| Task instructions |
Give every entry again, word for word.

| Listed records |
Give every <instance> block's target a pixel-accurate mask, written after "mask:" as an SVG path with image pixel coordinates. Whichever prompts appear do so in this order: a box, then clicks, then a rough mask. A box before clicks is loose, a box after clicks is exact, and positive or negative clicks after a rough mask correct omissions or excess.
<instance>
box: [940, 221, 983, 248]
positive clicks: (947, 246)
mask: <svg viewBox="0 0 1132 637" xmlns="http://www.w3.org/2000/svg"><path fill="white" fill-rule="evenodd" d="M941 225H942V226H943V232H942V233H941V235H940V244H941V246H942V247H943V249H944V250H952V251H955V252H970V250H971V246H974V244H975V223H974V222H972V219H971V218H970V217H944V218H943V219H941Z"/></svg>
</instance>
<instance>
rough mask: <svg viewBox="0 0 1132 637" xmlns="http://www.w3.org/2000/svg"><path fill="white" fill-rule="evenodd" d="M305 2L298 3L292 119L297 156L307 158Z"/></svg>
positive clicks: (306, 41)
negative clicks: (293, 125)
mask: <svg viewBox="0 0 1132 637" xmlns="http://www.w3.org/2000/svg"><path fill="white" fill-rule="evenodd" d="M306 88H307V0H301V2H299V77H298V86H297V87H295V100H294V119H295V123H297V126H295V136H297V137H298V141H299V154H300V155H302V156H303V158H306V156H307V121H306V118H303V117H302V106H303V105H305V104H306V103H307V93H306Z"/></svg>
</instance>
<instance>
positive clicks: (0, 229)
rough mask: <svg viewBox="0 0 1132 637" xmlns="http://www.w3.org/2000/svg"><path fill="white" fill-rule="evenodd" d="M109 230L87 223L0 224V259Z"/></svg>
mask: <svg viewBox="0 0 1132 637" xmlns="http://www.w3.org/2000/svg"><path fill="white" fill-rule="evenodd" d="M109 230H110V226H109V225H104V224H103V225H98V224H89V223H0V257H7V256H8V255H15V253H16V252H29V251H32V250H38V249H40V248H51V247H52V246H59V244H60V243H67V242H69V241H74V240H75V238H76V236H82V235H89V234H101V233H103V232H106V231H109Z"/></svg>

| Output below |
Give every <instance> block's target a pixel-accurate mask, written after "mask:" as an SVG path with image pixel coordinates. Whichever prompts appear do so in this order: a box, then clicks, then a rough mask. A box before clicks is loose, a box after clicks is exact, and positive or negative clicks after a rough mask correct omissions or excess.
<instance>
box: [940, 221, 983, 248]
positive clicks: (947, 246)
mask: <svg viewBox="0 0 1132 637" xmlns="http://www.w3.org/2000/svg"><path fill="white" fill-rule="evenodd" d="M941 225H942V226H943V232H942V233H941V235H940V244H941V246H942V247H943V249H944V250H952V251H955V252H970V250H971V246H974V244H975V223H974V222H972V219H971V218H970V217H944V218H943V219H941Z"/></svg>
</instance>
<instance>
rough mask: <svg viewBox="0 0 1132 637" xmlns="http://www.w3.org/2000/svg"><path fill="white" fill-rule="evenodd" d="M305 2L298 3L292 119L297 156L307 158Z"/></svg>
positive clicks: (306, 41)
negative clicks: (293, 125)
mask: <svg viewBox="0 0 1132 637" xmlns="http://www.w3.org/2000/svg"><path fill="white" fill-rule="evenodd" d="M306 88H307V0H301V2H299V77H298V86H297V87H295V100H294V119H295V123H297V126H295V136H297V137H298V141H299V154H300V155H302V156H303V158H306V156H307V121H306V118H303V117H302V106H303V105H305V104H306V103H307V93H306Z"/></svg>
</instance>
<instance>
positive clicks: (0, 229)
rough mask: <svg viewBox="0 0 1132 637" xmlns="http://www.w3.org/2000/svg"><path fill="white" fill-rule="evenodd" d="M109 230L87 223L0 224V259Z"/></svg>
mask: <svg viewBox="0 0 1132 637" xmlns="http://www.w3.org/2000/svg"><path fill="white" fill-rule="evenodd" d="M109 230H110V226H109V225H104V224H103V225H98V224H89V223H0V257H7V256H8V255H15V253H16V252H29V251H32V250H38V249H40V248H51V247H52V246H59V244H60V243H67V242H69V241H74V240H75V238H76V236H82V235H89V234H101V233H103V232H106V231H109Z"/></svg>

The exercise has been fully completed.